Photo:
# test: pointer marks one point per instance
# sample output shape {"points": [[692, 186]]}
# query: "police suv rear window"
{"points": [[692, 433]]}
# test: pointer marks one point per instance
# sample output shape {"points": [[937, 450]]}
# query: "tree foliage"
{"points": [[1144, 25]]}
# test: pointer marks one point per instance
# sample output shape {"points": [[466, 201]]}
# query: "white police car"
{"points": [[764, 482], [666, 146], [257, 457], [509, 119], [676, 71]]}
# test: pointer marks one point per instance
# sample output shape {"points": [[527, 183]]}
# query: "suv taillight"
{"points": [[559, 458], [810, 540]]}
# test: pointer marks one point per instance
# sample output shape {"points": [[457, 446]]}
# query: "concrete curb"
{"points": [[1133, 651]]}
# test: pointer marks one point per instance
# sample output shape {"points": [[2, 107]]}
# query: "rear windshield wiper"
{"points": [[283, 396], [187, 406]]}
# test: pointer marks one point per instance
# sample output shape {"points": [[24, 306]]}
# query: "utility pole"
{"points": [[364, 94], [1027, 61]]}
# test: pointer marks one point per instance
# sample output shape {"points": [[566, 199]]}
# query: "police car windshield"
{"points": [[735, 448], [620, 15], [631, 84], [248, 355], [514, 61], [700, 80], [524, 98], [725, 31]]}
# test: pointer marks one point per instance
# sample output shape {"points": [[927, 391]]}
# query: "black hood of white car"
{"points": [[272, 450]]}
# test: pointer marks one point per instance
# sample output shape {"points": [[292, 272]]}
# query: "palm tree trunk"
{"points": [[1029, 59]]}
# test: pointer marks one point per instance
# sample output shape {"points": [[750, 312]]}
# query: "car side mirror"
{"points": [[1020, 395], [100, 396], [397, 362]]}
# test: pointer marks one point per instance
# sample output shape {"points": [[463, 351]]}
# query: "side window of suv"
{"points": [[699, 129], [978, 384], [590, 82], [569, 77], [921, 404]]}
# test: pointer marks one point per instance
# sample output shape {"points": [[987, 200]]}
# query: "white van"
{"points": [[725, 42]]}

# # # # #

Directions for this task » Repeat each record in full; every line must match exactly.

Full output »
Photo:
# test: pointer marks one point per instance
# sample output shape {"points": [[692, 186]]}
# query: "police suv rear window"
{"points": [[692, 433]]}
# test: pointer marks one point per instance
# sample output shape {"points": [[937, 450]]}
# query: "tree foliage"
{"points": [[1144, 25]]}
# test: pointer marks one point per instance
# sample output shape {"points": [[466, 201]]}
# query: "white police car"
{"points": [[764, 482], [666, 146], [257, 457], [509, 119], [676, 71]]}
# test: pointer marks one point per instance
# sample output shape {"points": [[527, 183]]}
# query: "suv taillight"
{"points": [[559, 458], [810, 540]]}
# test: pointer marks one point per instance
# sample output shape {"points": [[457, 446]]}
# query: "concrete curb"
{"points": [[1133, 651]]}
# test: pointer marks one point per instance
# sample output shape {"points": [[2, 107]]}
# query: "rear windshield wiper"
{"points": [[283, 396], [187, 406]]}
# test: pointer marks one point per instance
# sample output shape {"points": [[24, 306]]}
# query: "utility pole"
{"points": [[364, 94], [1027, 61]]}
# test: pointer marks one point per instance
# sample output shape {"points": [[566, 199]]}
# query: "police car windshield"
{"points": [[735, 448], [620, 15], [631, 84], [248, 355], [514, 61], [700, 80], [524, 98], [725, 31]]}
# test: pointer marks one point per instance
# sample output shape {"points": [[927, 391]]}
# query: "black hood of white car"
{"points": [[272, 450]]}
# test: pointer marks one point per instance
# sample output shape {"points": [[292, 272]]}
# query: "palm tree trunk"
{"points": [[1029, 59]]}
# test: pointer marks one point per instance
# sample output shape {"points": [[750, 312]]}
# query: "car side mirror"
{"points": [[1020, 395], [100, 396], [397, 362]]}
# test: pointer marks one point per instance
# sample output shape {"points": [[463, 351]]}
# query: "side window of suv"
{"points": [[699, 129], [978, 384], [590, 82], [569, 77], [921, 404]]}
# test: pointer marks one point per instance
# sample output shape {"points": [[987, 200]]}
# query: "white van"
{"points": [[725, 42]]}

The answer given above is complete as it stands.